▶ [WORK REQUIRED]: Once the line containing "Target: yellow helmet" is found, return it and every line that follows, up to and including the final line of the material, exactly as written.

= Beginning of Section =

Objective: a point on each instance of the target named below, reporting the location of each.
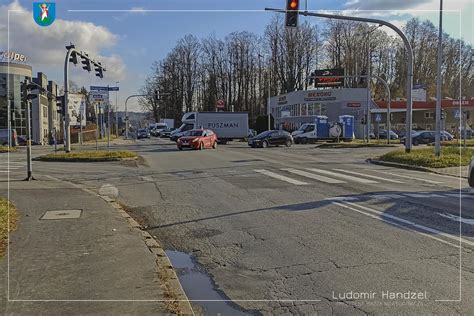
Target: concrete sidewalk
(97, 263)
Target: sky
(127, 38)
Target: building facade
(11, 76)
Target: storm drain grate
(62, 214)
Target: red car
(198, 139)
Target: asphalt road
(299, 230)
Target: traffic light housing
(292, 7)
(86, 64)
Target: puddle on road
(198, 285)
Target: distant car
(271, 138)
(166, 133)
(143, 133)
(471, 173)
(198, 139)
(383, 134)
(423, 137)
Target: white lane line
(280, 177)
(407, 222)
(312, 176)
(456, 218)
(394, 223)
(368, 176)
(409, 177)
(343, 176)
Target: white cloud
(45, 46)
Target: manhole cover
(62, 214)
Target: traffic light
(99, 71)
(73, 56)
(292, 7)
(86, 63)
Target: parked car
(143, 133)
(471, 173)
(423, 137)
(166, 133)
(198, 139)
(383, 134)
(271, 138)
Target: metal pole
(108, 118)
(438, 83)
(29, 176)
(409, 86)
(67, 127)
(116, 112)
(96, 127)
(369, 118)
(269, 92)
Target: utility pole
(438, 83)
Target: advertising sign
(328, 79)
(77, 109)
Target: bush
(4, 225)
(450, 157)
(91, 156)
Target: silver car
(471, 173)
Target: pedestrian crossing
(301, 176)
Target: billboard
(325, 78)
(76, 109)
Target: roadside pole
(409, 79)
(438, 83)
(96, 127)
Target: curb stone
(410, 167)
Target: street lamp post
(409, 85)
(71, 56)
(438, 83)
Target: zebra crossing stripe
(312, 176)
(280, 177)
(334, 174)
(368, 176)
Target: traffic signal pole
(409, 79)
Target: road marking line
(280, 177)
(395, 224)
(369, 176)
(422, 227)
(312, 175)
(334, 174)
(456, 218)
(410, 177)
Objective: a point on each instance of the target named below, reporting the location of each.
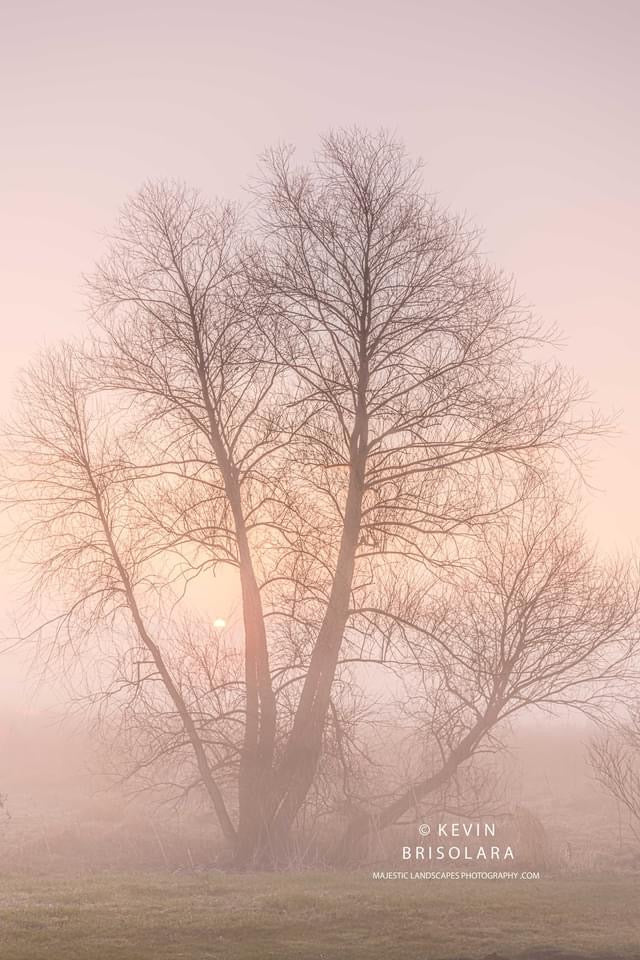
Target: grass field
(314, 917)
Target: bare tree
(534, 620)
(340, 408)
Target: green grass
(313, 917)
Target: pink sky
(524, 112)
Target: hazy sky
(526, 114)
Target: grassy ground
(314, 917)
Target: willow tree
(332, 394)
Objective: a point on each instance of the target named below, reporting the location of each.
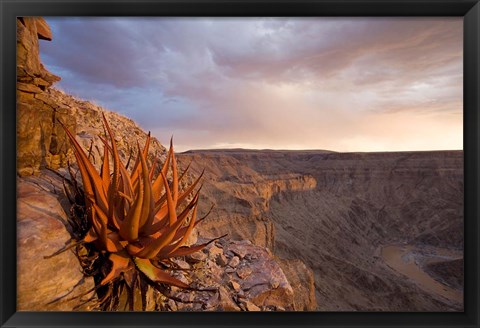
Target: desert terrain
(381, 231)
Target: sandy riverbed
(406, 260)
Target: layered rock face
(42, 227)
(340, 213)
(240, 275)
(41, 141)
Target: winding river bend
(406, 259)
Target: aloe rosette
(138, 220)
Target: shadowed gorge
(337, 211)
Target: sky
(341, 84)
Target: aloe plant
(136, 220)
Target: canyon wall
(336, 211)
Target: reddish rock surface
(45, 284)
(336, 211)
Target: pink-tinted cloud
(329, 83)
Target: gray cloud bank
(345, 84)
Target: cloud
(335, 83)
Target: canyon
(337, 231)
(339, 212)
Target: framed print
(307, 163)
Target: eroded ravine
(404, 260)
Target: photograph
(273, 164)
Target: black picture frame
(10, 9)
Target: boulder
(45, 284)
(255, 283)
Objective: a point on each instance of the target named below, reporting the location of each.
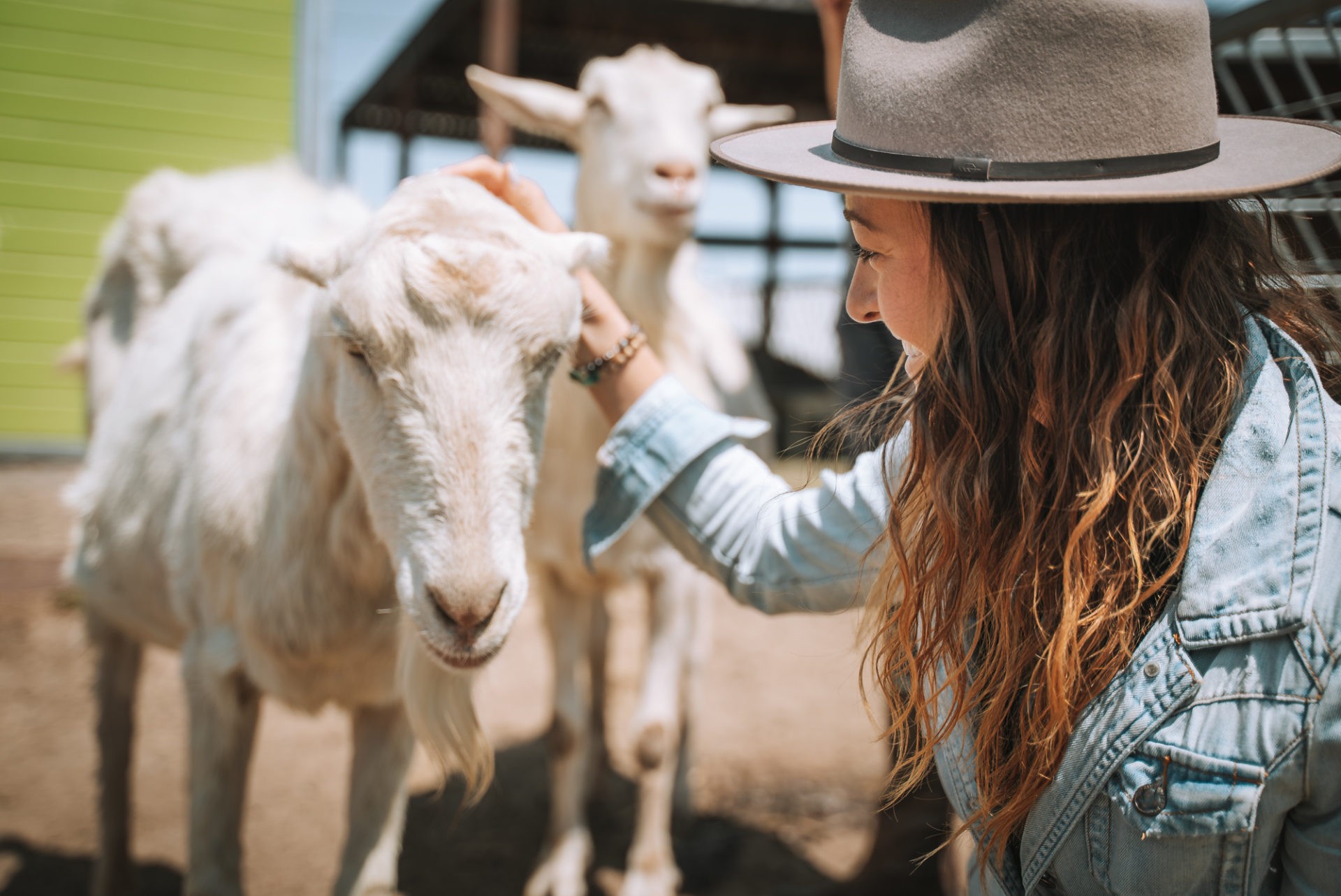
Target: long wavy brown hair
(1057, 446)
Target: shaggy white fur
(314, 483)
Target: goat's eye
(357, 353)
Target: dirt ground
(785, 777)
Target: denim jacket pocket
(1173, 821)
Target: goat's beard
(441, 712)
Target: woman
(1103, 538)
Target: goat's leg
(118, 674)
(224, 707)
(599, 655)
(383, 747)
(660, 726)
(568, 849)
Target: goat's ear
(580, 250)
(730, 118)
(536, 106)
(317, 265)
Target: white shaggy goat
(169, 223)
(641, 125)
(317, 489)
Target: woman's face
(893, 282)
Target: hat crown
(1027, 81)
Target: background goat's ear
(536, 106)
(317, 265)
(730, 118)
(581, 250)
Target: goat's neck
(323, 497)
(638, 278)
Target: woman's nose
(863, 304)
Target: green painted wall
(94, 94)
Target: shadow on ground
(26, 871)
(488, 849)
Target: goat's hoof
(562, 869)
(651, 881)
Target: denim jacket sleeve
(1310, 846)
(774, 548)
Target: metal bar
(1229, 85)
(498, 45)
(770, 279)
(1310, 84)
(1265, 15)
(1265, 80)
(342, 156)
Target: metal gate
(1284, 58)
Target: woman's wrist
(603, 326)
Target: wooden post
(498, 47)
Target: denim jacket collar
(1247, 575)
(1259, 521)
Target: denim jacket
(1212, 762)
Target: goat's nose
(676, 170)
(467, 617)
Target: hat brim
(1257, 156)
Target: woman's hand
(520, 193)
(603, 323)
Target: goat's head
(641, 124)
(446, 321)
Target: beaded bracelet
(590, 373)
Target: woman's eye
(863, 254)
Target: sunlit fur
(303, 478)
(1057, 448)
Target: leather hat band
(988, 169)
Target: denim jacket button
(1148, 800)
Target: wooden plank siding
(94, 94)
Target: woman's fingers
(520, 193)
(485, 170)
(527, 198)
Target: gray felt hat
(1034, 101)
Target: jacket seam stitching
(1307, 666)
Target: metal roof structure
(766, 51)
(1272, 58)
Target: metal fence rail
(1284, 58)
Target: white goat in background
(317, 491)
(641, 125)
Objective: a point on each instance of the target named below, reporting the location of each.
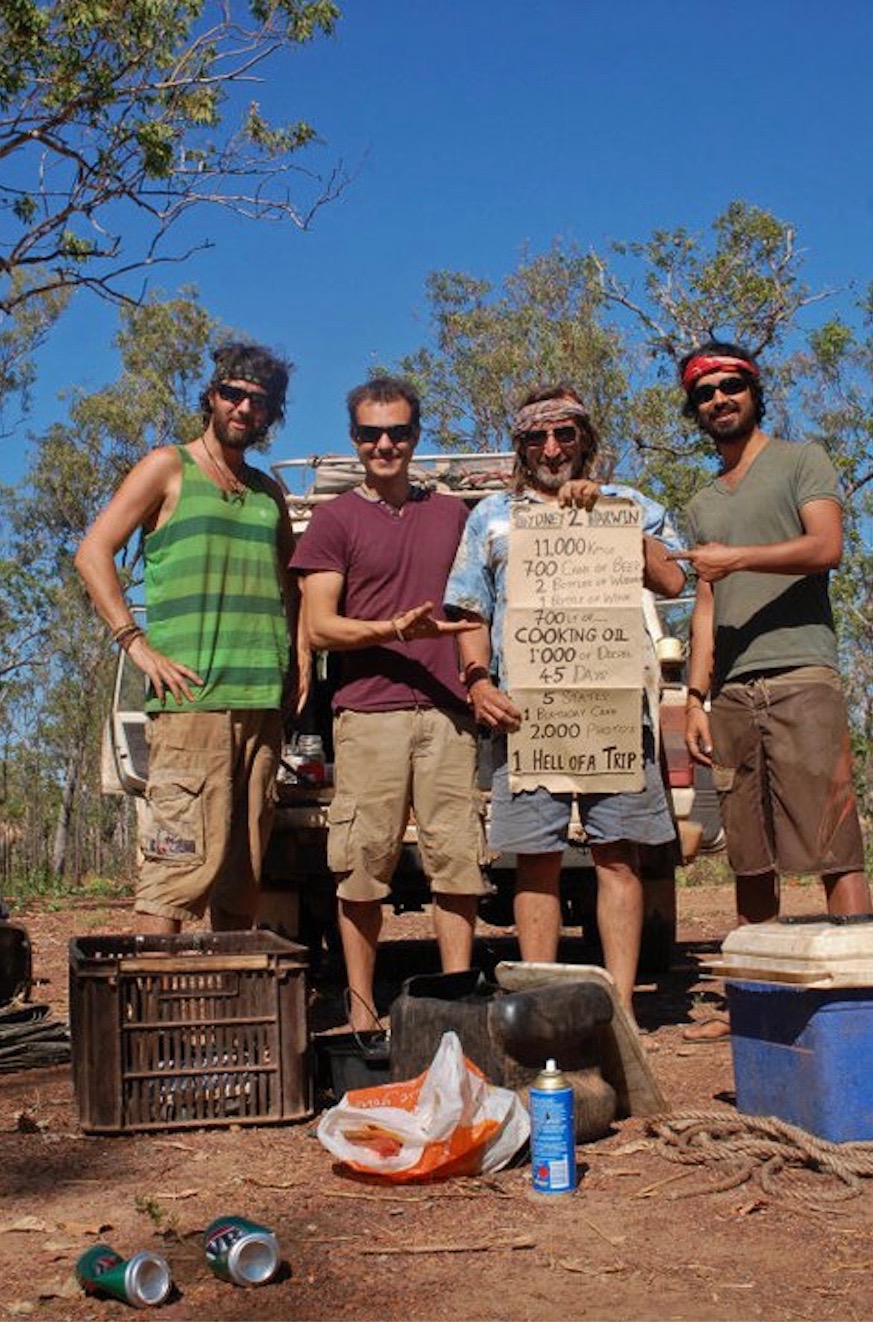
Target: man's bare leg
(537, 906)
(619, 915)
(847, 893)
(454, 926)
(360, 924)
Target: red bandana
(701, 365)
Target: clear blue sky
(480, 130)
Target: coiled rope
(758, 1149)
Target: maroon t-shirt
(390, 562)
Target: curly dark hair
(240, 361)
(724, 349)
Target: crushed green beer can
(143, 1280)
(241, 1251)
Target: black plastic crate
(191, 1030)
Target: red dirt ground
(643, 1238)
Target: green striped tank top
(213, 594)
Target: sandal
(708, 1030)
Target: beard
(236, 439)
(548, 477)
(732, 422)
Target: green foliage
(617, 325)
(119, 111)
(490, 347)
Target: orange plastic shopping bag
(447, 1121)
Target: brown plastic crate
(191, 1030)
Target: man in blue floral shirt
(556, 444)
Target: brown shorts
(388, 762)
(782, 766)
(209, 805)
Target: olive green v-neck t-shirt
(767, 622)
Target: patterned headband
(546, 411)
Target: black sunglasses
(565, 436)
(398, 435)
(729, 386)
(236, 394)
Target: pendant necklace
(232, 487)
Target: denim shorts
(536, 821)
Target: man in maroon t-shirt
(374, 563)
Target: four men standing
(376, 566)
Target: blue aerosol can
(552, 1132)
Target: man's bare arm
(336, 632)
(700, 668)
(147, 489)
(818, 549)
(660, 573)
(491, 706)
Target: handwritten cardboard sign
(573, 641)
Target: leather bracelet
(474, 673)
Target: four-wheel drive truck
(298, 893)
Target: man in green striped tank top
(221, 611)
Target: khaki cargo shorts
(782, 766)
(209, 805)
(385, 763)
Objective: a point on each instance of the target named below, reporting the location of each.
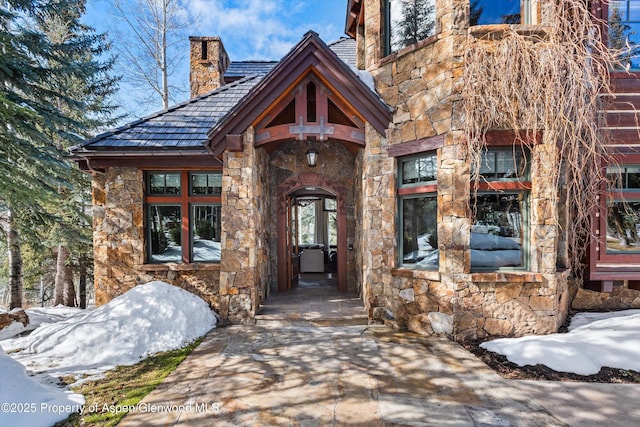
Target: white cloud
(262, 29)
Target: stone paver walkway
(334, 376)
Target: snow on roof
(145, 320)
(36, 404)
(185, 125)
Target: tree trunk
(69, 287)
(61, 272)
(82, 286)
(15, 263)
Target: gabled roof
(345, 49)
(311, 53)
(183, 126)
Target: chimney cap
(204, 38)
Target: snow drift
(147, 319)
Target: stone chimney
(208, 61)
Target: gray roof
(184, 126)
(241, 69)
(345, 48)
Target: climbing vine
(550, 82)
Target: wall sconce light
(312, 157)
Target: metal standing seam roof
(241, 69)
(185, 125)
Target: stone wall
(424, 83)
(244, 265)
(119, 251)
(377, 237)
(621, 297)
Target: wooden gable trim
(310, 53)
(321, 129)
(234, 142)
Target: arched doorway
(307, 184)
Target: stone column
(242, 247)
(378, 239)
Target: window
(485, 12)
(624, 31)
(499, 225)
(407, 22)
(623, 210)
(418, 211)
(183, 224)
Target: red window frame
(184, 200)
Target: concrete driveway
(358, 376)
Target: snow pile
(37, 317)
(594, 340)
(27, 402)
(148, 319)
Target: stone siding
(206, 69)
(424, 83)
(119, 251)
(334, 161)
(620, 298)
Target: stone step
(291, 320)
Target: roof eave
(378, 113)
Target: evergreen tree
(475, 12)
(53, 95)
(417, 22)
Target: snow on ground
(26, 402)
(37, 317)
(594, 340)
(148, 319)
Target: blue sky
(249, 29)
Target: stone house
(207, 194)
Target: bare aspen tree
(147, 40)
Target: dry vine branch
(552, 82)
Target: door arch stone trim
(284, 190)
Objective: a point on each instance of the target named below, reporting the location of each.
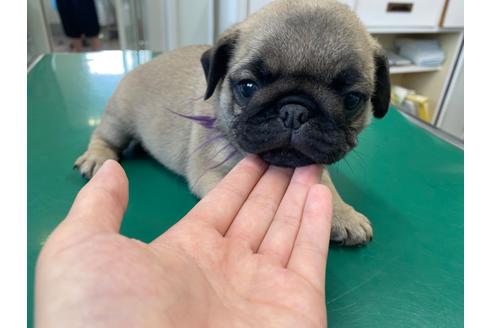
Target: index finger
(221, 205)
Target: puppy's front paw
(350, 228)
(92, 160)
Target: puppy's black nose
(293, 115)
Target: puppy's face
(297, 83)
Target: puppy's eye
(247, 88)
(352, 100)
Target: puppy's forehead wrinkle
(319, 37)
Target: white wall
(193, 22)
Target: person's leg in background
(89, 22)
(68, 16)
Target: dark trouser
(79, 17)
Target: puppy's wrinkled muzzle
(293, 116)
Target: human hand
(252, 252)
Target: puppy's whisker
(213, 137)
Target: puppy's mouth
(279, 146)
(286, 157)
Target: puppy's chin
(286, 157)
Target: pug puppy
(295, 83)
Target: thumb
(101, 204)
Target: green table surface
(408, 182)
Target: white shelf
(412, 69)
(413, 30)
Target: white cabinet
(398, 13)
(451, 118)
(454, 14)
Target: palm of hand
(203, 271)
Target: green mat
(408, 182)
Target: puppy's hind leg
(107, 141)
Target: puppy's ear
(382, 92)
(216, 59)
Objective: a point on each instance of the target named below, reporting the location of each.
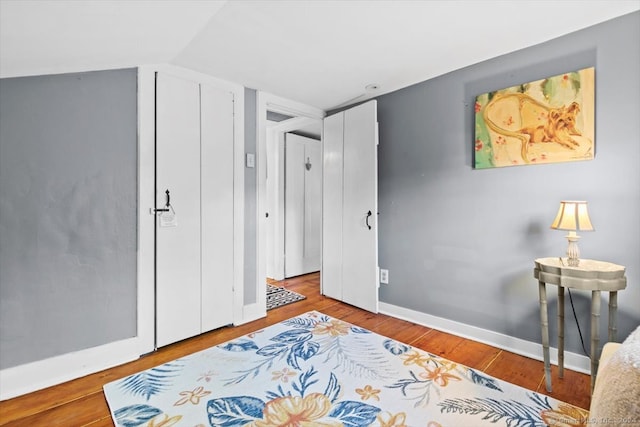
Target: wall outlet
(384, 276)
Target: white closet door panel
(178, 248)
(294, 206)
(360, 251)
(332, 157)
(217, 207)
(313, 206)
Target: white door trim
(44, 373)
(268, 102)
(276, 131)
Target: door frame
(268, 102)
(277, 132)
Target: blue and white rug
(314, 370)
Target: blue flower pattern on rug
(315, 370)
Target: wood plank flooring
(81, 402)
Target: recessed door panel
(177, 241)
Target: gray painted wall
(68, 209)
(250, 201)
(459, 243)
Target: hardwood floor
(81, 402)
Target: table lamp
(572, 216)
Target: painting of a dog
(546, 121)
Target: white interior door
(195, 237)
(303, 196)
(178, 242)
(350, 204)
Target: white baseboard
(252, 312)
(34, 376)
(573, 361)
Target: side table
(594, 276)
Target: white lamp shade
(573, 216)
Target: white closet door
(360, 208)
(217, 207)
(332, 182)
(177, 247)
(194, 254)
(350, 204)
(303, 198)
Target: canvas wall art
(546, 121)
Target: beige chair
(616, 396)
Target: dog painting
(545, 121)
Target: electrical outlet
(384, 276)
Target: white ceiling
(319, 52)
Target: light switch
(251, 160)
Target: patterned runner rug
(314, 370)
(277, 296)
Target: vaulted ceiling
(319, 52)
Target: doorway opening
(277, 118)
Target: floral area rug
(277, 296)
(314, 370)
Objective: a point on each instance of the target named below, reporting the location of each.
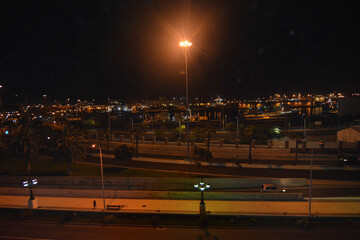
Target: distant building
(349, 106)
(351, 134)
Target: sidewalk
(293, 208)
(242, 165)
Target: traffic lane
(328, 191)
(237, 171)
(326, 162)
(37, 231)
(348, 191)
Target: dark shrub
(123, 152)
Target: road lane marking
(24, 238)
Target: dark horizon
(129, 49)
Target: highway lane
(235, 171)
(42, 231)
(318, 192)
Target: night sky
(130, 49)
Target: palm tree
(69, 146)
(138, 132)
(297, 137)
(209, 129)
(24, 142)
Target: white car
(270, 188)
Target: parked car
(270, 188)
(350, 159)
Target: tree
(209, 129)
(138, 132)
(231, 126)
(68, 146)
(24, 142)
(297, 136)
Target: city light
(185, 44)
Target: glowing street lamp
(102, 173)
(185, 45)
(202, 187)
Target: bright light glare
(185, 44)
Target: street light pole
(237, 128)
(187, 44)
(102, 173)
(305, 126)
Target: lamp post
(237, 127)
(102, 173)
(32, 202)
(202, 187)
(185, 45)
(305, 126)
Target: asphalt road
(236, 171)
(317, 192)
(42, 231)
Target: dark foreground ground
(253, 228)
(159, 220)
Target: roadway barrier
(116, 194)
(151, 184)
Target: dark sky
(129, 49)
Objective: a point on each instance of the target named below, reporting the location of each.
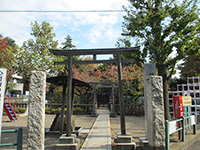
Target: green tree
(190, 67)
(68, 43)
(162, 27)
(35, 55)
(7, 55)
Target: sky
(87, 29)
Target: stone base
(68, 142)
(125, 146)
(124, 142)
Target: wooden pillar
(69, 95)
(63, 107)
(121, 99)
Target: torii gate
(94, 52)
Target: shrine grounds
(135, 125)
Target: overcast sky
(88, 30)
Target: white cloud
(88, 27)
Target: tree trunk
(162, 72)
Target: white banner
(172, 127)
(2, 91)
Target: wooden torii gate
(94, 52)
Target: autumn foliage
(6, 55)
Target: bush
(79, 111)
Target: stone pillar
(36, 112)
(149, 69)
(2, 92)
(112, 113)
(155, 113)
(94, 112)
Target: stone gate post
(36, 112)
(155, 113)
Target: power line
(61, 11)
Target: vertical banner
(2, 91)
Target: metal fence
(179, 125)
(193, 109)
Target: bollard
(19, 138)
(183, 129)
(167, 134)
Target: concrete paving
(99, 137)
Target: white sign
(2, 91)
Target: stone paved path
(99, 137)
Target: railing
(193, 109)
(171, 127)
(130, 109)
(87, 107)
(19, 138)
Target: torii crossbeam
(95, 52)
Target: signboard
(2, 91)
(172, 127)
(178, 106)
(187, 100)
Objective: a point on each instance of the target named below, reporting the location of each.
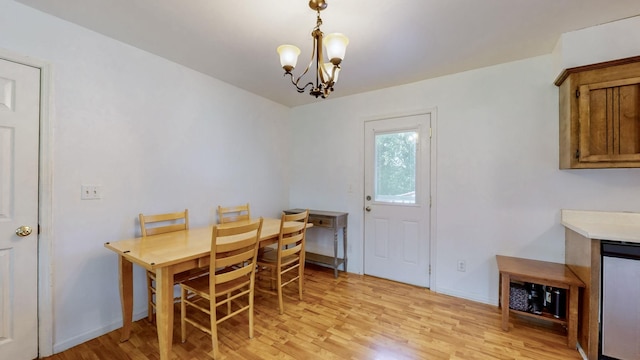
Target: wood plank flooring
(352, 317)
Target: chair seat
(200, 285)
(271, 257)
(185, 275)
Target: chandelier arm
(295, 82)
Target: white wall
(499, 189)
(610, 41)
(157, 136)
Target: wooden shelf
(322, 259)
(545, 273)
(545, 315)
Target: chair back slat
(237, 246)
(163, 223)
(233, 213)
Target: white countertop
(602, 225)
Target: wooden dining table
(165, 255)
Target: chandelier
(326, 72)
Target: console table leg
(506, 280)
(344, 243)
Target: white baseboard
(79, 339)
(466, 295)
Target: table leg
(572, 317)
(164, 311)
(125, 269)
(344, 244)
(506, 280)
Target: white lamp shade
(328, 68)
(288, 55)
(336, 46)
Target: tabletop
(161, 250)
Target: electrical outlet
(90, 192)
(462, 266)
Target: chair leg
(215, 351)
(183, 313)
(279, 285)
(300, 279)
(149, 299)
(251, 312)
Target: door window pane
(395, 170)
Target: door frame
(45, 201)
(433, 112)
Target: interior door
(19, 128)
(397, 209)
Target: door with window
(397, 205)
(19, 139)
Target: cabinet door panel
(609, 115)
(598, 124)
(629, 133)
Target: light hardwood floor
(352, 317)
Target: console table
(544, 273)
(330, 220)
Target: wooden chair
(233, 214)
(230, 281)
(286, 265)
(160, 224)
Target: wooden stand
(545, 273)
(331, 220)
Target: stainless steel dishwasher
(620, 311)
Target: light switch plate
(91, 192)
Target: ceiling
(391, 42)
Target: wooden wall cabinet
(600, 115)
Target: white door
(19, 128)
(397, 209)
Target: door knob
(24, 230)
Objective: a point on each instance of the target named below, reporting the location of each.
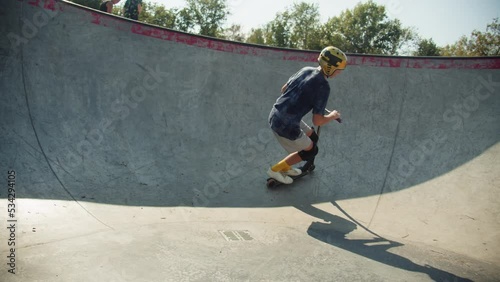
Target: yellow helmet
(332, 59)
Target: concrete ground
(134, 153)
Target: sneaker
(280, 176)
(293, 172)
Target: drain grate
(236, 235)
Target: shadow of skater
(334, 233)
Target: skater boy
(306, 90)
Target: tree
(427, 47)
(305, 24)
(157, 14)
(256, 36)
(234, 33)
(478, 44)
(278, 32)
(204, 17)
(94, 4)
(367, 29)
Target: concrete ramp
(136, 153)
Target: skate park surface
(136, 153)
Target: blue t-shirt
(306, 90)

= End of Section =

▶ [TASK RESULT]:
Target: yellow helmet
(332, 59)
Target: concrete ground
(134, 153)
Target: sneaker
(280, 176)
(293, 172)
Target: drain grate
(236, 235)
Target: shadow of skater
(334, 233)
Target: skater boy
(306, 90)
Target: tree
(427, 47)
(305, 24)
(157, 14)
(256, 36)
(234, 33)
(478, 44)
(278, 32)
(204, 17)
(94, 4)
(367, 29)
Target: concrete ramp
(136, 153)
Target: skate park surface
(136, 153)
Target: blue t-shirt
(306, 90)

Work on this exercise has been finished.